::: Data supplied
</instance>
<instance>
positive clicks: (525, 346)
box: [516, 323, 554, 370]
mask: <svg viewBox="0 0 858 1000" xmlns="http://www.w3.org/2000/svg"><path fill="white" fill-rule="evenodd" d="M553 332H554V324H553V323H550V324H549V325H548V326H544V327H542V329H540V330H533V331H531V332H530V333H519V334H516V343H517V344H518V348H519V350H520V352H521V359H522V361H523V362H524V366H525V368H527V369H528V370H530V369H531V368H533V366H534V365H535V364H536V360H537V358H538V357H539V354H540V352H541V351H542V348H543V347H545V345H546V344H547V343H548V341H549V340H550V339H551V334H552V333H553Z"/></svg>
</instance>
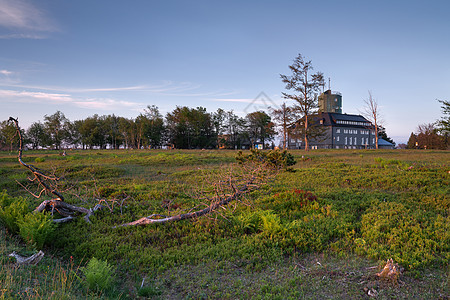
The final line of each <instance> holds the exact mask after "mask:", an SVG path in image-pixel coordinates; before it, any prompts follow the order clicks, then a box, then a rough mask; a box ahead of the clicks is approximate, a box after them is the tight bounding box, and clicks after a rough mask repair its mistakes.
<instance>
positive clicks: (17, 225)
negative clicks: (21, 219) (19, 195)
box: [0, 191, 28, 233]
mask: <svg viewBox="0 0 450 300" xmlns="http://www.w3.org/2000/svg"><path fill="white" fill-rule="evenodd" d="M27 212H28V204H27V202H26V200H25V199H24V198H22V197H18V198H13V197H10V196H9V195H8V194H7V193H6V191H3V192H1V193H0V222H1V223H2V224H4V225H5V226H6V227H7V228H8V229H9V230H10V231H12V232H16V233H17V232H19V225H18V224H17V222H18V220H20V219H21V218H23V216H24V215H25V214H26V213H27Z"/></svg>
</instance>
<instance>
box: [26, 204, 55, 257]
mask: <svg viewBox="0 0 450 300" xmlns="http://www.w3.org/2000/svg"><path fill="white" fill-rule="evenodd" d="M18 225H19V234H20V236H21V237H22V238H23V239H24V240H25V241H26V242H27V243H28V244H30V245H32V246H33V247H35V248H36V249H42V246H44V243H45V242H46V241H48V240H49V239H50V237H51V235H52V233H53V232H54V231H55V229H56V224H55V223H53V222H52V218H51V216H50V215H48V214H45V213H28V214H26V215H25V216H24V217H23V218H20V219H19V220H18Z"/></svg>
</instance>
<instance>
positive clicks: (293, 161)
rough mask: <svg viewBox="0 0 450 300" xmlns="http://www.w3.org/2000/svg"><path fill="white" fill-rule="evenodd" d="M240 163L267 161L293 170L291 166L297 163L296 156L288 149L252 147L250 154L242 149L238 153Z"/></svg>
mask: <svg viewBox="0 0 450 300" xmlns="http://www.w3.org/2000/svg"><path fill="white" fill-rule="evenodd" d="M236 160H237V161H238V163H239V164H244V163H246V162H258V163H265V164H266V165H267V166H270V167H275V168H284V169H286V170H289V171H292V169H291V168H290V167H291V166H293V165H295V164H296V161H295V159H294V156H293V155H292V154H290V153H288V152H287V151H286V150H283V151H280V150H271V151H268V152H267V151H260V150H254V149H252V150H251V152H250V154H244V153H243V152H242V151H241V150H239V151H238V153H237V155H236Z"/></svg>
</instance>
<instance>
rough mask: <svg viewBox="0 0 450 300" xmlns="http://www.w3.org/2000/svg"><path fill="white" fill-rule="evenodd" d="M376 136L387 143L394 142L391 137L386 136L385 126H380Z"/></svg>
mask: <svg viewBox="0 0 450 300" xmlns="http://www.w3.org/2000/svg"><path fill="white" fill-rule="evenodd" d="M378 136H379V137H380V138H382V139H383V140H385V141H388V142H389V143H391V144H393V145H395V142H394V140H393V139H391V138H390V137H388V135H387V133H386V128H384V127H383V126H380V130H379V131H378Z"/></svg>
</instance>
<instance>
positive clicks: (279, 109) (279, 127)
mask: <svg viewBox="0 0 450 300" xmlns="http://www.w3.org/2000/svg"><path fill="white" fill-rule="evenodd" d="M270 114H271V115H272V117H273V119H274V120H275V122H276V125H277V126H278V128H279V130H280V132H281V134H282V135H283V149H286V143H287V139H288V132H289V127H290V126H291V125H292V124H293V123H294V122H295V120H297V119H298V117H297V114H296V113H295V110H294V109H293V108H292V107H290V106H287V105H286V102H283V104H281V106H280V108H270Z"/></svg>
::::::
Omit all pictures while transcribing the entries verbatim.

</instance>
<instance>
positive clicks: (525, 346)
box: [516, 323, 554, 370]
mask: <svg viewBox="0 0 858 1000" xmlns="http://www.w3.org/2000/svg"><path fill="white" fill-rule="evenodd" d="M553 332H554V324H553V323H550V324H549V325H548V326H544V327H542V329H540V330H533V331H531V332H530V333H519V334H516V343H517V344H518V348H519V350H520V352H521V359H522V361H523V362H524V366H525V368H527V369H528V370H530V369H531V368H533V366H534V365H535V364H536V360H537V358H538V357H539V354H540V352H541V351H542V348H543V347H545V345H546V344H547V343H548V341H549V340H550V339H551V334H552V333H553Z"/></svg>
</instance>
The final line of each <instance> holds the exact mask after "mask:", an SVG path in image-pixel coordinates; before it, any prompts follow the order clicks, then a box, then a rough mask; a box ahead of the clicks is approximate, a box after them is the tight bounding box, and clicks after a rough mask repair its mistakes.
<instance>
positive clicks: (17, 225)
negative clicks: (21, 219) (19, 195)
box: [0, 191, 28, 233]
mask: <svg viewBox="0 0 450 300" xmlns="http://www.w3.org/2000/svg"><path fill="white" fill-rule="evenodd" d="M27 212H28V204H27V202H26V200H25V199H24V198H22V197H18V198H13V197H10V196H9V195H8V194H7V193H6V191H3V192H1V193H0V222H1V223H2V224H4V225H5V226H6V227H7V228H8V229H9V230H10V231H12V232H16V233H17V232H19V225H18V224H17V222H18V220H20V219H21V218H23V216H24V215H25V214H26V213H27Z"/></svg>
</instance>
<instance>
box: [26, 204, 55, 257]
mask: <svg viewBox="0 0 450 300" xmlns="http://www.w3.org/2000/svg"><path fill="white" fill-rule="evenodd" d="M18 225H19V234H20V236H21V237H22V238H23V239H24V240H25V241H26V242H27V243H28V244H30V245H32V246H33V247H35V248H36V249H42V246H44V243H45V242H46V241H48V240H49V239H50V237H51V235H52V233H53V232H54V231H55V229H56V224H55V223H53V222H52V218H51V216H50V215H48V214H45V213H28V214H26V215H25V216H24V217H23V218H20V219H19V220H18Z"/></svg>
</instance>
<instance>
positive clicks: (293, 161)
rough mask: <svg viewBox="0 0 450 300" xmlns="http://www.w3.org/2000/svg"><path fill="white" fill-rule="evenodd" d="M240 163L267 161L293 170L291 166L297 163L296 156L288 149L252 147L250 154L242 149L238 153Z"/></svg>
mask: <svg viewBox="0 0 450 300" xmlns="http://www.w3.org/2000/svg"><path fill="white" fill-rule="evenodd" d="M236 160H237V161H238V163H239V164H244V163H246V162H258V163H265V164H266V165H267V166H270V167H275V168H284V169H286V170H289V171H292V169H291V168H290V167H291V166H293V165H295V164H296V161H295V159H294V156H293V155H292V154H290V153H288V152H287V151H286V150H283V151H280V150H271V151H268V152H267V151H260V150H254V149H252V150H251V152H250V154H244V153H243V152H242V151H241V150H239V151H238V153H237V155H236Z"/></svg>
</instance>
<instance>
rough mask: <svg viewBox="0 0 450 300" xmlns="http://www.w3.org/2000/svg"><path fill="white" fill-rule="evenodd" d="M376 136L387 143L394 142L391 137L386 136L385 126H380Z"/></svg>
mask: <svg viewBox="0 0 450 300" xmlns="http://www.w3.org/2000/svg"><path fill="white" fill-rule="evenodd" d="M378 136H379V137H380V138H382V139H383V140H385V141H388V142H389V143H391V144H393V145H395V142H394V140H393V139H391V138H390V137H388V135H387V133H386V128H384V127H383V126H380V130H379V131H378Z"/></svg>
</instance>
<instance>
positive clicks: (279, 109) (279, 127)
mask: <svg viewBox="0 0 450 300" xmlns="http://www.w3.org/2000/svg"><path fill="white" fill-rule="evenodd" d="M270 114H271V115H272V117H273V119H274V120H275V122H276V125H277V126H278V128H279V130H280V132H281V134H282V135H283V149H286V143H287V139H288V132H289V127H290V126H291V125H292V124H293V123H294V122H295V120H297V119H298V117H297V114H296V113H295V110H294V109H293V108H292V107H290V106H287V105H286V102H283V104H281V106H280V108H270Z"/></svg>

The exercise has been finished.